▶ [RAW RECORDS]:

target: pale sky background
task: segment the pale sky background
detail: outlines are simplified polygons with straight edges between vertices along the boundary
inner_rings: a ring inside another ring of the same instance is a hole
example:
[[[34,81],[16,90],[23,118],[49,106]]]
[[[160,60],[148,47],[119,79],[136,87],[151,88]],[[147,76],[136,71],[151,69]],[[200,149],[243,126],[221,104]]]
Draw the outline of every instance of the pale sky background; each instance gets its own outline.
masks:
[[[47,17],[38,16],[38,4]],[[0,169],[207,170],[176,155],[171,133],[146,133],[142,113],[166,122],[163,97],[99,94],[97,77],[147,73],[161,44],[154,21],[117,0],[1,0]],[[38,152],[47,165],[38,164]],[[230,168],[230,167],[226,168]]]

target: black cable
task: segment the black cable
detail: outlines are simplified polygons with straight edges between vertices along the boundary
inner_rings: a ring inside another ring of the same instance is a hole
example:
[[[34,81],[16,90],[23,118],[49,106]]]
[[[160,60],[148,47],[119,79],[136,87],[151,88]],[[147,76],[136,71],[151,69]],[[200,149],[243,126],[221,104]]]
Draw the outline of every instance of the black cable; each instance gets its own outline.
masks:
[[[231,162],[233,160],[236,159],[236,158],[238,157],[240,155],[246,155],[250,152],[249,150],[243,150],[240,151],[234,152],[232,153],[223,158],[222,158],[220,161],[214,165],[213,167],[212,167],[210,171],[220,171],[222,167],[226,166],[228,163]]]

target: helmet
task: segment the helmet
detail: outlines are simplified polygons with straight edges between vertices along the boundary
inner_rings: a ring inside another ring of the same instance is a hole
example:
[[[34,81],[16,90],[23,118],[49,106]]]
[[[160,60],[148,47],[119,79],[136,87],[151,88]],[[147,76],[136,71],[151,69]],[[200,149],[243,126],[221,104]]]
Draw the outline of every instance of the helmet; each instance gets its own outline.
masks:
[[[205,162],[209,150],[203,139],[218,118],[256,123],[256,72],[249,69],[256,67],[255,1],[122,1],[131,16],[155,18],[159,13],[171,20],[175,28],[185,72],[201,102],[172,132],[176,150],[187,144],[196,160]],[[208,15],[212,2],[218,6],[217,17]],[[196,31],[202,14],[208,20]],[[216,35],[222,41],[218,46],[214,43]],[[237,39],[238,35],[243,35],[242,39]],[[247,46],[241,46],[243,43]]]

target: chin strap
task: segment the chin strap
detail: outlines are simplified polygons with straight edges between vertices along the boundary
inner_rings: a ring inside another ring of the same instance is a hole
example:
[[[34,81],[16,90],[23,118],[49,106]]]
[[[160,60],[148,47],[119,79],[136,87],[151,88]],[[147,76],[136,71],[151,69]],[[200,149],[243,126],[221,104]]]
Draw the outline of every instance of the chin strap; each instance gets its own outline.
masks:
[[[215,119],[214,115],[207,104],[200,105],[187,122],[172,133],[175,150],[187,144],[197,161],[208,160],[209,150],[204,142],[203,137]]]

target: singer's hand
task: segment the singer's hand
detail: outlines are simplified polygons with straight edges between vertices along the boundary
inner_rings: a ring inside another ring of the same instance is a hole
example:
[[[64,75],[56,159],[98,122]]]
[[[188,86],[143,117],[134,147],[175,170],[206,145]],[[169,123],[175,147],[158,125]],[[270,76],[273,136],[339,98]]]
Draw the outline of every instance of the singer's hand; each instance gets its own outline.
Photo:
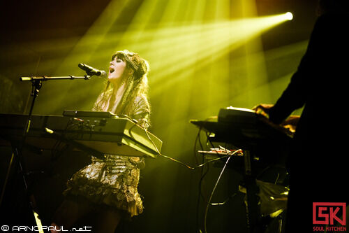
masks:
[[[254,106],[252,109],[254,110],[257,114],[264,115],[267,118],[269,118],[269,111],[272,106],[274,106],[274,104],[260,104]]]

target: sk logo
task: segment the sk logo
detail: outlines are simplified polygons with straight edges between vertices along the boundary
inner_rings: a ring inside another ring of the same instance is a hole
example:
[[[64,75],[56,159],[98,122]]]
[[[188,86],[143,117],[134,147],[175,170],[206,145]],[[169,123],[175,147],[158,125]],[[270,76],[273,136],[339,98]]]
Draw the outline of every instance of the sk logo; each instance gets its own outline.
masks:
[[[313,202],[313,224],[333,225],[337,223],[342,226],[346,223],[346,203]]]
--
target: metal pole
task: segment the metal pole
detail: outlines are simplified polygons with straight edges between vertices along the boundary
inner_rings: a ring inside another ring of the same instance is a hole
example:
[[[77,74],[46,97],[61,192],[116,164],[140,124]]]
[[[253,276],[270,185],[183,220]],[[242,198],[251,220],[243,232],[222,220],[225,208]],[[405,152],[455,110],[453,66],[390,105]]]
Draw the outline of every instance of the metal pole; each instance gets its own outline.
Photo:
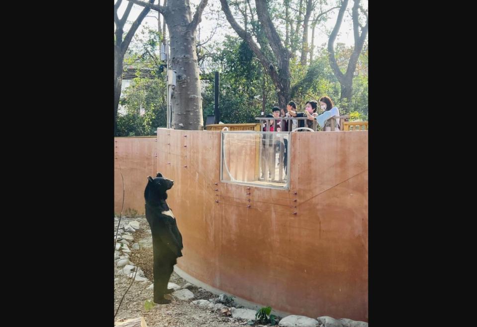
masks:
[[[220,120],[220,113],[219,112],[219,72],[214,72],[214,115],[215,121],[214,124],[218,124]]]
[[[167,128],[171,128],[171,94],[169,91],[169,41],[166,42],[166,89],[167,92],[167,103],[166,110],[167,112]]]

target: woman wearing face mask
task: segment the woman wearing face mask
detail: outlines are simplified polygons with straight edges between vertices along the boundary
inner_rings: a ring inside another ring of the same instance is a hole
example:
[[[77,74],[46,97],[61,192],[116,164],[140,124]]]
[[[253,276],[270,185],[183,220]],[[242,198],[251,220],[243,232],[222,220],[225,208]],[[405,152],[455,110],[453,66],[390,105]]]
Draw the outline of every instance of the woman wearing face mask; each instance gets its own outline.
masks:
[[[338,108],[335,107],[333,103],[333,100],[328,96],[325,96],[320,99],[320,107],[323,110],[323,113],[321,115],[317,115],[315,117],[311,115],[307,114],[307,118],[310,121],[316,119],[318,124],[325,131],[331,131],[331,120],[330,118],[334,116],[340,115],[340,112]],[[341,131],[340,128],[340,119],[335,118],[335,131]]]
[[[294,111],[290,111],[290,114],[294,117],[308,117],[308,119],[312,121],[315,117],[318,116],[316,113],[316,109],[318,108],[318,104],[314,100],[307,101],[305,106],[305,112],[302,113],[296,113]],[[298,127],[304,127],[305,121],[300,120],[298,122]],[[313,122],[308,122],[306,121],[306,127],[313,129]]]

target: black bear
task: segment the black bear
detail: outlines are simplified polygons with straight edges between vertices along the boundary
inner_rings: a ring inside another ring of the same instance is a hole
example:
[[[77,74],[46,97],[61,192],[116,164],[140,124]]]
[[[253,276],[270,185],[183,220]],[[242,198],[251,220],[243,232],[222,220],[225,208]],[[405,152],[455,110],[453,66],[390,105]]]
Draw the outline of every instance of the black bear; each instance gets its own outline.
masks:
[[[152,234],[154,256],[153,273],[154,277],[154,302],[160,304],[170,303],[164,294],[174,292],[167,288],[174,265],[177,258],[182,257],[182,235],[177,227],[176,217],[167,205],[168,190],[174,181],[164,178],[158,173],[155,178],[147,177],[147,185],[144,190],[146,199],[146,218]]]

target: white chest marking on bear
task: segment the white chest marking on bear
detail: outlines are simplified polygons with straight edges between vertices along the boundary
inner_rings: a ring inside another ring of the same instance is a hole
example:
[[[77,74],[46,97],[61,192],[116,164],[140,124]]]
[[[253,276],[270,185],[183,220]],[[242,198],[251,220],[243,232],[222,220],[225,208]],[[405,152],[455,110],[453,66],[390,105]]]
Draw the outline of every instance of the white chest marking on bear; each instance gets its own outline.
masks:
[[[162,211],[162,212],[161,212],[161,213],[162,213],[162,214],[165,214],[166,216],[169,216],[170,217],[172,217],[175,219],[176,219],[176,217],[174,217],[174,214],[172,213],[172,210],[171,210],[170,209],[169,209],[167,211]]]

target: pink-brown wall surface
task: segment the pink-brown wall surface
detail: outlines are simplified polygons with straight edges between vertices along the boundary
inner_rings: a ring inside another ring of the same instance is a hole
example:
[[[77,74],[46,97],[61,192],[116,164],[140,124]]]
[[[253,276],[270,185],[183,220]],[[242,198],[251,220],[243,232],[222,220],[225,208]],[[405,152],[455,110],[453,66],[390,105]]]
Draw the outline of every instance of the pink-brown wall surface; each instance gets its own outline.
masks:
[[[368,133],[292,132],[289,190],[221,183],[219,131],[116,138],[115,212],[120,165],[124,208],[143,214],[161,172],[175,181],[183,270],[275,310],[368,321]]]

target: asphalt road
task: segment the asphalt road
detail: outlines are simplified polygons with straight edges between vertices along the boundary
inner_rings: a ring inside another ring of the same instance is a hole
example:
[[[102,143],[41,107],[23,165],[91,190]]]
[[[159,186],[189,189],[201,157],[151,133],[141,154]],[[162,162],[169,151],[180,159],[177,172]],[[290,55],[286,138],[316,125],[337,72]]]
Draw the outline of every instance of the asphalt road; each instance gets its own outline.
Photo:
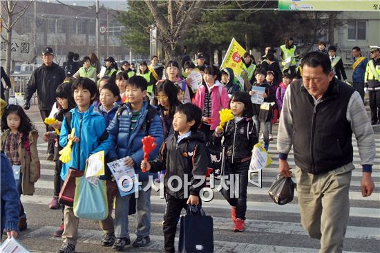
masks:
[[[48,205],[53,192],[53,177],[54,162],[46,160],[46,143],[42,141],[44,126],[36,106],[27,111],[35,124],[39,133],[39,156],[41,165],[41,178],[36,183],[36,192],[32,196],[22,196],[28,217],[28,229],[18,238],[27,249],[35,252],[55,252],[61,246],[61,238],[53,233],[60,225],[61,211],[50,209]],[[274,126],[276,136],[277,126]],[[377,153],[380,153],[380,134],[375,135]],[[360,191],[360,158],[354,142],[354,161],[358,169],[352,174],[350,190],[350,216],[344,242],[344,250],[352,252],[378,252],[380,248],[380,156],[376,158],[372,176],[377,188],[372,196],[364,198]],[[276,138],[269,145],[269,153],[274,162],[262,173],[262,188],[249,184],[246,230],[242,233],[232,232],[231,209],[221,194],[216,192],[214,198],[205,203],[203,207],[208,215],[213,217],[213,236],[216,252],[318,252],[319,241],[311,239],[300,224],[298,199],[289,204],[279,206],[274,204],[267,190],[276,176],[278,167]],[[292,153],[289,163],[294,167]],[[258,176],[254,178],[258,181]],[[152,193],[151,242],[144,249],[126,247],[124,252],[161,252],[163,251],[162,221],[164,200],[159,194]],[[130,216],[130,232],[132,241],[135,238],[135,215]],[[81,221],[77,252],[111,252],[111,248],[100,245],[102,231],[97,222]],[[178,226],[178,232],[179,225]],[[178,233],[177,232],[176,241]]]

▶ [WRITTEN REQUEST]: Count the lines in the listing above that contain the string "target", treating uppercase and lowercase as different, and reply with the number only.

▶ [ANSWER FOR THE TASK]: 12